Records to use START

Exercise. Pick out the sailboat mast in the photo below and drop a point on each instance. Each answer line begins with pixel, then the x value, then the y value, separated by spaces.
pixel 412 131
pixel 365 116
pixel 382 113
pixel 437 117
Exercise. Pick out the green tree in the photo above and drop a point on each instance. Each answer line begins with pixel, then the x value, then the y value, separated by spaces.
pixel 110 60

Records to use END

To do:
Your reply should be a verbatim retyping of the lines from the one that holds "Exercise. Pick out the green" through the last line of the entries.

Result of this exercise:
Exercise. Pick out the green tree in the photo above and drop a point on each instance. Each answer line begins with pixel, then the x value, then the y value, separated by spaces.
pixel 110 60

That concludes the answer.